RECORDS:
>>>>>

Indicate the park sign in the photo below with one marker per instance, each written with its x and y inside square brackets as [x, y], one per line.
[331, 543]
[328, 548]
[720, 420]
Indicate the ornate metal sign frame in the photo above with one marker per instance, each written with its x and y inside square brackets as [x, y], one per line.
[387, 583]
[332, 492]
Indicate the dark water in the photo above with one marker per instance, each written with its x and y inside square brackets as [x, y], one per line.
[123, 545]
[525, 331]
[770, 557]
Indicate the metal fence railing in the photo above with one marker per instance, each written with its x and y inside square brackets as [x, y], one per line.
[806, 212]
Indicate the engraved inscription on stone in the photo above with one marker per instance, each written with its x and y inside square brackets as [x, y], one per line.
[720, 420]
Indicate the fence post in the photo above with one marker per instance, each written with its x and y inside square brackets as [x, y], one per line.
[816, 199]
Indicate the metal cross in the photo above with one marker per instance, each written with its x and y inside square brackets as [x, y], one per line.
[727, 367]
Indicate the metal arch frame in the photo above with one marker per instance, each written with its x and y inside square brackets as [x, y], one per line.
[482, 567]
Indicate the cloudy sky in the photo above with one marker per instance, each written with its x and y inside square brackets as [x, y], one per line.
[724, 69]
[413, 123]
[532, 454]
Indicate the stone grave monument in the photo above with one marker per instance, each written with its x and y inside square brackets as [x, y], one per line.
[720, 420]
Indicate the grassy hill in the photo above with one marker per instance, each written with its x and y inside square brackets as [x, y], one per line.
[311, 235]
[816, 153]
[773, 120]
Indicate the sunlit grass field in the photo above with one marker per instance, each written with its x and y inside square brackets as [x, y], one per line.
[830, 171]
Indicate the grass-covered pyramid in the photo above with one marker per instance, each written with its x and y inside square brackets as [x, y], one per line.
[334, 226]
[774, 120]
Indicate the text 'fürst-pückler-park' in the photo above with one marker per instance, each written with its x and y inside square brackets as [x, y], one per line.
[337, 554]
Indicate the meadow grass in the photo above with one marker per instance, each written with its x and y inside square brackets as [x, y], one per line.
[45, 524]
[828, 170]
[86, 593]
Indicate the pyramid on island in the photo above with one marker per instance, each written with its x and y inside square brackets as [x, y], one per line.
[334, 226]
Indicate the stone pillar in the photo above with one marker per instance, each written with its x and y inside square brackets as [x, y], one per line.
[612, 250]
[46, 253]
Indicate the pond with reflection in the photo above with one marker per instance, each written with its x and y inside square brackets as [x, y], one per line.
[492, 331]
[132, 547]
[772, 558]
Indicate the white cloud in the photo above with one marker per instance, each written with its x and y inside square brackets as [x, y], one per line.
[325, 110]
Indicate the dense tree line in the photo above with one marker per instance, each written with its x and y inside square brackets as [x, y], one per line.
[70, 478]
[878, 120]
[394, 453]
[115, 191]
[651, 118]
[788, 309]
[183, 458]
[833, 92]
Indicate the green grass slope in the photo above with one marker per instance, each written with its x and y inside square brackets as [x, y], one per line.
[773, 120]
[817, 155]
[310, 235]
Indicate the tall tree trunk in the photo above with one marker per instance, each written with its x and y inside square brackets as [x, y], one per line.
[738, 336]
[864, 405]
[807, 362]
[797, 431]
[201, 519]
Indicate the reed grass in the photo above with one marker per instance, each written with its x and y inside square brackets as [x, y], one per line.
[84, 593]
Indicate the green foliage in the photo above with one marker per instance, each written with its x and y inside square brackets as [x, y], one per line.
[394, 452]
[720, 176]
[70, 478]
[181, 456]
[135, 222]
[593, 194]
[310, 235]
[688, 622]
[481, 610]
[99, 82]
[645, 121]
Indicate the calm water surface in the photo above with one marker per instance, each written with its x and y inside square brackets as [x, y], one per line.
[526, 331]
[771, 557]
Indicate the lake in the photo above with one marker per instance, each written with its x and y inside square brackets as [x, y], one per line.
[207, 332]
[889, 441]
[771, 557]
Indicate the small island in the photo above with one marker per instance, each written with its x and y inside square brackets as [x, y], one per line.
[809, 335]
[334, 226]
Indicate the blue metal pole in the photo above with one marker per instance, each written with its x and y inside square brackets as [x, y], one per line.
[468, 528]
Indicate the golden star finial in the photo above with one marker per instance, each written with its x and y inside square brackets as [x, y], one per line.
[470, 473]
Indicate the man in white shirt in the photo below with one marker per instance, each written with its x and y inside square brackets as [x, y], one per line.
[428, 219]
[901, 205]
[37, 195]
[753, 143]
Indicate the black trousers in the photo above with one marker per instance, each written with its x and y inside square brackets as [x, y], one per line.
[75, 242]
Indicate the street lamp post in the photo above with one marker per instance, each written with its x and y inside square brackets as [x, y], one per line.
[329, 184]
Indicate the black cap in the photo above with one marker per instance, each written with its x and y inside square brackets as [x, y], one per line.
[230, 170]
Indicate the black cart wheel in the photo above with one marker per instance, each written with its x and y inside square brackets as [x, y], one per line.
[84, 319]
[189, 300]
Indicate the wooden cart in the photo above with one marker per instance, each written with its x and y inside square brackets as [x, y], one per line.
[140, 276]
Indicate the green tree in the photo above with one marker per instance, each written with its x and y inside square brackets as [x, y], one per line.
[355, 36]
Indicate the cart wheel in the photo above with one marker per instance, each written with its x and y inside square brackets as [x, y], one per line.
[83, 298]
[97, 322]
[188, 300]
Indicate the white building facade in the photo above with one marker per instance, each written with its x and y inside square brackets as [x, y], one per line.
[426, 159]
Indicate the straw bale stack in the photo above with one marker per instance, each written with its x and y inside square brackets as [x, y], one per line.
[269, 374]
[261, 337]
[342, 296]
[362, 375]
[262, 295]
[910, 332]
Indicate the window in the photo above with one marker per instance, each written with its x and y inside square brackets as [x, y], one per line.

<<<<<

WORK TO COMPLETE: Reproduce the material in full, with no word added or dropped.

SOLUTION TO THIS EXERCISE:
Indicate the park sign in the photo below with one marker per instance, each written with its x and y inside square brackets as [x, y], one per line.
[331, 543]
[328, 548]
[720, 420]
Indicate the ornate metal sign frame in the photo above with one marker per instance, each written with its x and y inside square brackets as [x, y], one per line.
[387, 583]
[332, 492]
Indicate the dark water in the photo above with one marker per instance, each written with its x and y inside square brackets as [x, y], one per line.
[123, 545]
[525, 331]
[770, 557]
Indicate the metal fence railing in the photo above with one marker per instance, each written with its x and y inside square brackets as [x, y], one per line.
[806, 212]
Indicate the engraved inscription on stone in the photo above with one marker per instance, each written with its x and y inside square brackets as [x, y], one per line.
[720, 420]
Indicate the fence post in the photo above with one marker per instance, each written with its x and y inside square brackets as [x, y], one per line.
[816, 199]
Indicate the metal cross in the photo above with one marker per instance, each written with its x and y inside square brackets as [x, y], one per line.
[727, 367]
Indicate the metal arch frame in the photo above with one marker per instance, each written with its x and y inside square brackets as [x, y], one per line.
[482, 567]
Indicate the cloudy sky in the photo above with one marker per instance, each written with its x and y inside square brackets as [x, y], one per line.
[724, 69]
[413, 123]
[532, 454]
Indicate the stone grave monument in the photo above with one marker per instance, each written with its x and y inside square brackets as [x, y], one per line.
[720, 420]
Indicate the grassy hill in the photo above with one marker per instance, each written with its x and y inside square brackets as [x, y], one per line.
[311, 235]
[816, 153]
[773, 120]
Indicate the sunlit grass field in the photo above with one marker per instance, each written with its x and y inside square brackets as [x, y], one per line.
[830, 171]
Indicate the grass-covered pyramid in the photo above with one marker per instance, each written with its x and y inside square brackets as [x, y], one per line.
[334, 226]
[774, 120]
Indicate the text 'fürst-pückler-park' in the photo above with one marker per instance, each written with its x and y inside square brackets as [x, y], one per line.
[337, 554]
Indicate the meadow grass in the photo above with one marker per instance, each written with its x and y inside square brackets as [x, y], one per line.
[45, 524]
[828, 170]
[86, 593]
Indicate the pyramid on island in the photo above with one marker per instance, each written with its x and y inside square brackets as [x, y], one per line.
[334, 226]
Indicate the stone pillar in the photo above with one marker per instance, each written with its x and y inside square brackets as [x, y], one per line.
[612, 250]
[46, 253]
Indicate the pond with reflection in the photo above with one marker per instance, each written with its x and y inside square brackets as [x, y], one per line.
[492, 331]
[132, 547]
[772, 558]
Indicate the white cloud in the photo above with one marker per instance, each written with its x and y inside square brackets as [x, y], one per line.
[325, 110]
Indicate the dense tree line in the photo above with one marker per instance, each written with its x and y inside square brackets as [x, y], one per line.
[70, 478]
[878, 120]
[394, 453]
[115, 191]
[651, 118]
[788, 309]
[183, 458]
[833, 92]
Indicate the green grass slope in the photo above with one marker per instance, each written with its x and y inside square brackets as [x, y], one per line.
[773, 120]
[817, 155]
[310, 235]
Indicate the tall tree trunk in the photo above with one marker per instance, each written with its x and y inside square brackets as [x, y], one per line.
[738, 336]
[864, 405]
[807, 362]
[797, 431]
[201, 519]
Indicate the reed grass in the photo above with one marker per instance, each written with its x and y inside square brackets as [x, y], one per line.
[84, 593]
Indicate the green foliage in the photo above with one marker per instance, each written with its x and y inside square brackets as [x, y], one per line.
[394, 452]
[720, 176]
[70, 478]
[181, 456]
[135, 222]
[593, 194]
[310, 235]
[688, 622]
[481, 610]
[99, 82]
[645, 121]
Indicate the calm water surface in the photo above with one marker per instance, each written with its x and y inside square brackets as [x, y], one per line.
[526, 331]
[771, 557]
Indicate the lake in the photo above with one marker per instance, each written with its x and y inside square brackets as [x, y], one per line.
[207, 332]
[889, 441]
[771, 557]
Indicate the small island in the photo above with one marker per instance, each written with its x and y inside square brackets as [x, y], one per line.
[809, 335]
[334, 226]
Indicate the blue metal pole in the photo above with one marker per instance, each written with its x and y inside square brackets as [x, y], one per line.
[468, 528]
Indicate the golden star finial in the photo above with one marker per instance, each written with its x and y inside square brackets as [x, y], one per line.
[470, 473]
Indicate the man in white shirt in the photo below with one marker per instance, each written with its x and y inside square brackets as [x, y], one per line.
[428, 219]
[901, 205]
[37, 195]
[753, 143]
Indicate the black trousers in the photo above with one marker per instance, each written with its x and y inside square brackets as [x, y], one per line.
[75, 242]
Indicate the street lamp post in the photo above with one marker per instance, each written with its x and y inside square brackets as [x, y], one per line.
[329, 184]
Indicate the black cap in the photo above with one marker per instance, each written with its x and y inside square brackets as [x, y], one per line.
[230, 170]
Indicate the black cart wheel in the photo above with one marker per instance, each written with its x and y inside square brackets as [x, y], one per line.
[84, 319]
[189, 300]
Indicate the wooden cart in the photo above with one marker per instance, each written with its x and y inside square brackets as [x, y], one per line.
[140, 276]
Indicate the green tree in the photo above with one marker per instance, each written with its x and y inside square brackets as [x, y], one per line.
[355, 36]
Indicate the cart wheel in the photo above with one marker per instance, each written with its x and y inside square brackets as [x, y], one per line.
[83, 298]
[97, 322]
[188, 300]
Indicate the white building facade in the photo above with one marker per instance, each written with its x and y inside square brackets as [x, y], one per line.
[426, 159]
Indicate the straw bale stack in the photo above with one marker per instance, each written with its x and y inside square brackets as [x, y], one per line.
[269, 374]
[261, 337]
[342, 296]
[362, 375]
[262, 295]
[910, 332]
Indicate the window in the photo above with one marker per instance, each written with its x and y inside square brackets as [x, y], one per line.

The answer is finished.